Required task a:
According to the X-57 overview below, which existing aircraft is being modified to build the X-plane?

Source excerpt:
▼▼▼
NASA’s X-57 “Maxwell” is the agency’s first all-electric experimental aircraft, or X-plane, and is NASA’s first crewed X-plane in two decades. The primary goal of the X-57 project is to share the aircraft’s electric-propulsion-focused design and airworthiness process with regulators, which will advance certification approaches for distributed electric propulsion in emerging electric aircraft markets.
The X-57 will undergo as many as three configurations as an electric aircraft, with the final configuration to feature 14 electric motors and propellers (12 high-lift motors along the leading edge of the wing and two large wingtip cruise motors).
The X-57 team is using a “design driver” as a technical challenge, to drive lessons learned, as well as best practices. This design driver includes a 500 percent increase in high-speed cruise efficiency, zero in-flight carbon emissions, and flight that is much quieter for the community on the ground.
Converting Existing Aircraft
The X-plane is being built by modifying a baseline Italian Tecnam P2006T to be powered by an electric propulsion system. The advantage of using an existing general aviation aircraft design is that data from the baseline model, powered by traditional combustion engines, can be compared to data produced by the same model powered by electric propulsion.
The project is being executed through four phases, referred to as “modifications”, of testing.
The X-57 Maxwell project includes four configurations and stages of research, called modifications.
The first phase of investigating the potential for electric propulsion included defining the requirements of the research, along with systems analysis, design, and a number of tests, both in the air and on the ground.
One of the earliest evaluations during the Modification I phase included ground validation of the distributed electric propulsion high-lift system, in 2015. The Leading Edge Asynchronous Propeller Technology testing, or LEAPTech, performed this validation on the Rogers Dry Lakebed at Edwards Air Force Base in California. The project was a collaboration between NASA and California companies Empirical Systems Aerospace of San Luis Obispo, and Joby Aviation of Santa Cruz.
An experimental electric wing, named the Hybrid Electric Integrated Systems Testbed, or HEIST, was hoisted atop a heavily modified big rig, which drove at speeds close to 80 mph to simulate the effects of a wind tunnel. The wing was outfitted with 18 electric motors and propellers, which ran simultaneously during the lakebed runs.
The tests showed that the motors produced a total of 300 horsepower. It validated that the airflow from the distributed 18 motors generated more than double the lift of the unblown wing.
▲▲▲
(Image region labeling entries)
▼▼▼
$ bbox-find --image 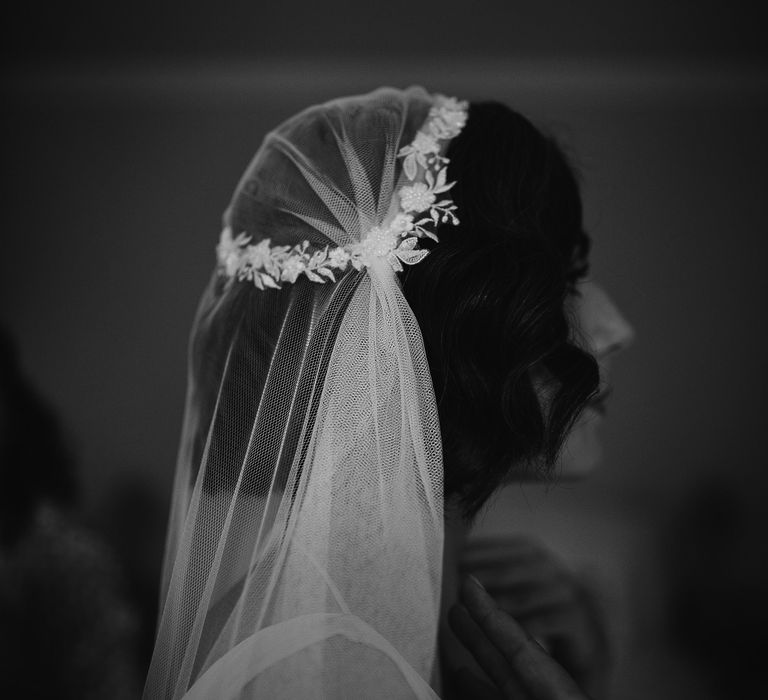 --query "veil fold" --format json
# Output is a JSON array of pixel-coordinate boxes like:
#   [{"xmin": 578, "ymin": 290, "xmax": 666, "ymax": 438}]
[{"xmin": 144, "ymin": 88, "xmax": 450, "ymax": 700}]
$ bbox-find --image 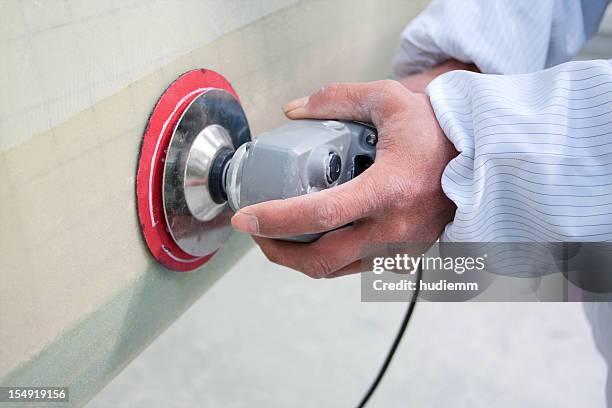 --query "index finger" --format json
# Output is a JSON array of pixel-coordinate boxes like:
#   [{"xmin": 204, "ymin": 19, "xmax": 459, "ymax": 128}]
[
  {"xmin": 283, "ymin": 79, "xmax": 410, "ymax": 126},
  {"xmin": 232, "ymin": 168, "xmax": 380, "ymax": 238}
]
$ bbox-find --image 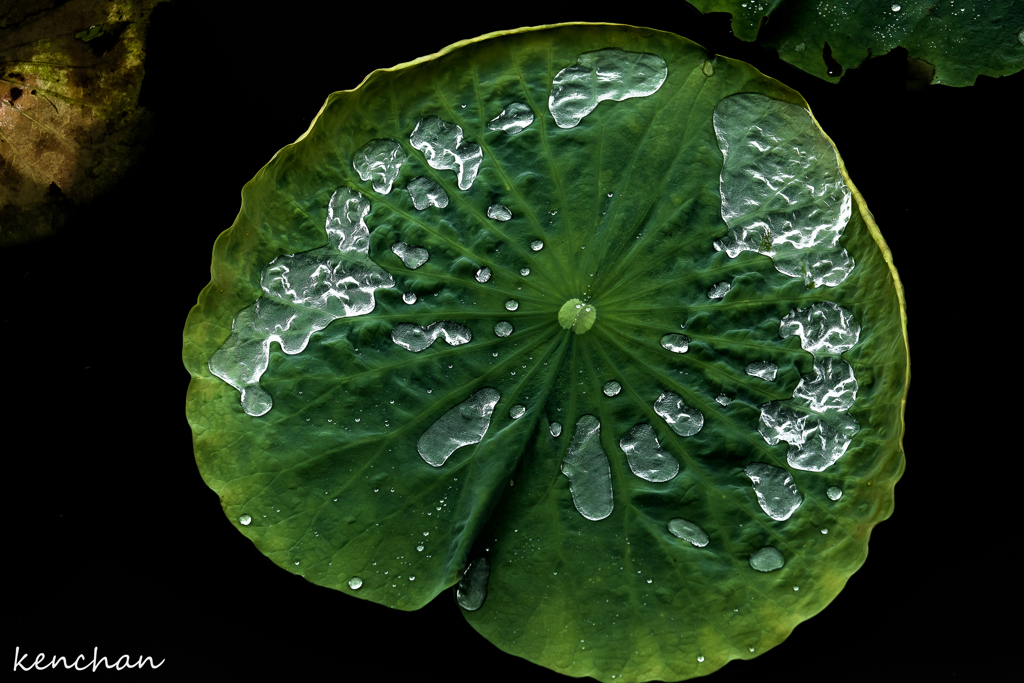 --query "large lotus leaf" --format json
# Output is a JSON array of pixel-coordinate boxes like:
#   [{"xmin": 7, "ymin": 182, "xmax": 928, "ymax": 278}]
[
  {"xmin": 183, "ymin": 25, "xmax": 908, "ymax": 681},
  {"xmin": 689, "ymin": 0, "xmax": 1024, "ymax": 86}
]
▲▲▲
Required task b:
Filter the entries above, keeping every line that contains the string "xmax". Case counts.

Exercise output a:
An Italian Tecnam P2006T.

Exercise output b:
#   [{"xmin": 578, "ymin": 290, "xmax": 666, "ymax": 438}]
[{"xmin": 144, "ymin": 88, "xmax": 450, "ymax": 700}]
#   [{"xmin": 204, "ymin": 19, "xmax": 459, "ymax": 128}]
  {"xmin": 283, "ymin": 79, "xmax": 410, "ymax": 126},
  {"xmin": 232, "ymin": 168, "xmax": 380, "ymax": 238}
#   [{"xmin": 7, "ymin": 182, "xmax": 928, "ymax": 278}]
  {"xmin": 183, "ymin": 25, "xmax": 908, "ymax": 681},
  {"xmin": 689, "ymin": 0, "xmax": 1024, "ymax": 86}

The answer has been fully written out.